Throwing Heat
Five years of Eastern basketball has allowed me to see three different eras. The Henry Domercant era, the post Henry Domercant era and now the Mike Miller era, none of them successful, all of them dysfunctional but for different reasons.
What’s interesting, if you compare all three, is that the problem has flipped 180 degrees.
The Henry Domercant era, which ended three years ago, was a pleasure to watch simply because everybody in Lantz Arena (by the way, the average attendance was 2,573, including a sellout crowd of 5,020 for Domercant’s final home game against Austin Peay; compare that to 767 for Wednesday night’s home opener against Indiana-South Bend. That’s pathetic) knew Eastern’s all-time leading scorer was getting the ball, and still he scored 27 at Marquette, 30 at Illinois and 40 against Northern Illinois.
The offense didn’t stand around and watch Domercant, either. Everybody moved and screened to get Domercant an open shot.
It was the most effective I’ve ever seen an offense run at Eastern, but if Domercant had a bad night, a loss was inevitable because they couldn’t defend well.
Lack of recruiting athletic wing players led to no postseason.
Next came the post Henry Domercant era, which is not talked about much because these teams weren’t just bad; they were silly bad.
This era got Rick Samuels fired. Josh Gomes was not a go-to scorer yet, Jesse Mackinson was not a legitimate center and guard Derik Holyfield was a cancer that killed the team. They couldn’t defend without fouling and couldn’t attack the basket at all.
The team went a combined 18-37 during the 2003-04 and 200-4-05 seasons, with losses to Division III Florida Gulf Coast and an eight and four-game conference losing streak.
Now we are in the Mike Miller era.
When you have a new coach for the first time in a quarter century, that’s just the way it works. Miller accepts the responsibility and understands he is the face of the program. He has brought an OVC-best recruiting class (something no Eastern coach has ever done) to Charleston.

§ Stored data entries
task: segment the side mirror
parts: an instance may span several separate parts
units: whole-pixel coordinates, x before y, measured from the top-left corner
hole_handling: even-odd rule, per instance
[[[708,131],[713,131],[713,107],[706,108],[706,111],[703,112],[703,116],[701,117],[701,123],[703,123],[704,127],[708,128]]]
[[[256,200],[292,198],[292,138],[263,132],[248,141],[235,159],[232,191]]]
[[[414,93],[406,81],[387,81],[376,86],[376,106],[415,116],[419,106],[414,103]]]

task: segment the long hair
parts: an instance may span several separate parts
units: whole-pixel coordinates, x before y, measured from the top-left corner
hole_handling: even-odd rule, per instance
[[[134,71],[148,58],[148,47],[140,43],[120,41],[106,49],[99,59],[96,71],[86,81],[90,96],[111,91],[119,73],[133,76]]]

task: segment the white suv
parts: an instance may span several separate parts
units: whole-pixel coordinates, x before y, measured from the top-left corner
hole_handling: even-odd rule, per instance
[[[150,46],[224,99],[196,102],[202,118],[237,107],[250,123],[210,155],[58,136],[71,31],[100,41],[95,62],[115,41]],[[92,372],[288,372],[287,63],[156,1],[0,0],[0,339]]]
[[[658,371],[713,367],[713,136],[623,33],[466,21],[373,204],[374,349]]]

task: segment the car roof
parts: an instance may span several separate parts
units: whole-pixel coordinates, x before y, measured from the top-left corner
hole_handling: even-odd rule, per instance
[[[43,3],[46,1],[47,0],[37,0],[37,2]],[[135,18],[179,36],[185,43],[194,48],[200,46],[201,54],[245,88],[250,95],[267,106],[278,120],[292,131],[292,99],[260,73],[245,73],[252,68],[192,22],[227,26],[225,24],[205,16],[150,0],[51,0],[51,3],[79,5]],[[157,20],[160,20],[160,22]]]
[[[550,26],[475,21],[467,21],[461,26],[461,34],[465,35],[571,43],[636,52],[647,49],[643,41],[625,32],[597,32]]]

§ Exercise 1
Please quote the stretch of the Throwing Heat column from "Lack of recruiting" through "conference losing streak.".
§ Exercise 2
Render this sentence from the Throwing Heat column in Spanish: "Everybody moved and screened to get Domercant an open shot."
§ Exercise 3
Carry on writing the Throwing Heat column after its last sentence.

§ Task result 1
Lack of recruiting athletic wing players led to no postseason.
Next came the post Henry Domercant era, which is not talked about much because these teams weren’t just bad; they were silly bad.
This era got Rick Samuels fired. Josh Gomes was not a go-to scorer yet, Jesse Mackinson was not a legitimate center and guard Derik Holyfield was a cancer that killed the team. They couldn’t defend without fouling and couldn’t attack the basket at all.
The team went a combined 18-37 during the 2003-04 and 200-4-05 seasons, with losses to Division III Florida Gulf Coast and an eight and four-game conference losing streak.

§ Task result 2
Todos se movían y ponían bloqueos para conseguirle a Domercant un tiro abierto.

§ Task result 3
This year’s team looks to be playing extremely hard at the defensive end (allowing 59 points per game) and has the athletes to rebound the basketball. For the first time in my Eastern history, they have a fundamental problem – the new players can’t put the ball in the basket.
Miller has brought the complex and sophisticated triangle offense to Charleston and let me be the first to say, it’s not working.
Don’t get me wrong, I believe it’s being taught perfectly, but this team isn’t getting it. The ball goes from the point guard to the forward at either elbow and then, NOBODY MOVES!
It’s like time stands still. No effective backdoor cuts, no screening for others, nothing.
Then the post player awkwardly tries to get rid of the ball without turning it over and 12 to 15 seconds is off the shot clock. Miller is forced to scream “move it” to players who can’t help but look frustrated and confused.
Miller’s Eastern teams currently average 57 points per game and just scored 21 points in a half against an NAIA school Wednesday night. That’s not good enough. The Ohio Valley Conference is down.
Defending champion Murray State has already lost to a Division II school and Eastern could pounce if they just loosen up, play, attack the basket and stop waiting for others to score.